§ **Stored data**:
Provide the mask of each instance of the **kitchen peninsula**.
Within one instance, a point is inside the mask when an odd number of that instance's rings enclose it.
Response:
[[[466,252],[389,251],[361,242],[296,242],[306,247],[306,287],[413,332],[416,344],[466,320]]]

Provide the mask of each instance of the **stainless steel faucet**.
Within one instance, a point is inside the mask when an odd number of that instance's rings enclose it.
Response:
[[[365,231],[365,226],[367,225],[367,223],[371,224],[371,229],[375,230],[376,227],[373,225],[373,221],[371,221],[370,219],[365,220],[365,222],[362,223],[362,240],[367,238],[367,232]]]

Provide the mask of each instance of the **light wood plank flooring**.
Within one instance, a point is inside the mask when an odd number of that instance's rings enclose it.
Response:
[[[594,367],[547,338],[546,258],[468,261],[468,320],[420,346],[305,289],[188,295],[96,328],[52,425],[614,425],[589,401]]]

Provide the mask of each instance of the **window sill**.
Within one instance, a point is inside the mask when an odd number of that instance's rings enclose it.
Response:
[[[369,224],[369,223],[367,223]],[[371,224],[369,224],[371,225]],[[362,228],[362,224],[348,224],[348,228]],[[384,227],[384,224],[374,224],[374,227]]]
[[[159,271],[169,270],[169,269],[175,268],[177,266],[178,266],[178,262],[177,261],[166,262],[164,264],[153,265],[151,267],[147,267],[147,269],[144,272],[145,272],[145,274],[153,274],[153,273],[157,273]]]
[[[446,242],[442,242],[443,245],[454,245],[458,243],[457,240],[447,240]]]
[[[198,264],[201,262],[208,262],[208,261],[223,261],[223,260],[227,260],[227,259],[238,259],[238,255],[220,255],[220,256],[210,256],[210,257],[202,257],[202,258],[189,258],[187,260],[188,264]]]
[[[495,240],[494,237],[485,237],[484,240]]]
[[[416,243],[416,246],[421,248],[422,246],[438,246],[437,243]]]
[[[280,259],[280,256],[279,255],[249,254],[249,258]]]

§ **Aim of the task**: Each record must appear again, word for word.

§ **Written solution**:
Provide the mask of each instance of the **kitchen peninsula**.
Within one instance, a point is inside the mask when an odd number of that instance's rings enclose it.
Response:
[[[466,252],[389,251],[361,242],[296,242],[306,247],[306,287],[413,332],[416,344],[466,320]]]

Provide the mask of each instance of the **stainless steel faucet**.
Within one instance, a point is inside the mask when an odd number of that instance's rings enclose it.
Response:
[[[365,231],[365,226],[367,225],[367,223],[371,224],[371,229],[375,230],[376,227],[373,225],[373,221],[371,221],[370,219],[365,220],[365,222],[362,223],[362,240],[367,238],[367,232]]]

Provide the mask of each instance of the **light wood plank flooring**.
Within one instance, a point is inside the mask when an odd number of that instance's rings enclose it.
Response:
[[[594,367],[547,338],[546,258],[468,261],[468,320],[420,346],[305,289],[188,295],[96,328],[52,425],[614,425],[589,401]]]

Provide the mask of each instance of the **window sill**.
Within one instance, a point is inside the mask when an odd number of that instance's rings enclose it.
Response:
[[[369,224],[369,223],[367,223]],[[371,224],[369,224],[371,225]],[[362,228],[362,224],[348,224],[348,228]],[[384,227],[384,224],[374,224],[374,227]]]
[[[159,271],[169,270],[169,269],[175,268],[177,266],[178,266],[178,262],[177,261],[166,262],[164,264],[153,265],[151,267],[147,267],[147,269],[144,272],[145,272],[145,274],[153,274],[153,273],[157,273]]]
[[[446,242],[442,242],[443,245],[454,245],[458,243],[457,240],[447,240]]]
[[[198,264],[201,262],[208,262],[208,261],[223,261],[223,260],[227,260],[227,259],[238,259],[238,255],[220,255],[220,256],[210,256],[210,257],[202,257],[202,258],[189,258],[187,260],[188,264]]]
[[[495,240],[494,237],[485,237],[484,240]]]
[[[416,243],[416,246],[421,248],[422,246],[438,246],[437,243]]]
[[[280,259],[280,256],[279,255],[249,254],[249,258]]]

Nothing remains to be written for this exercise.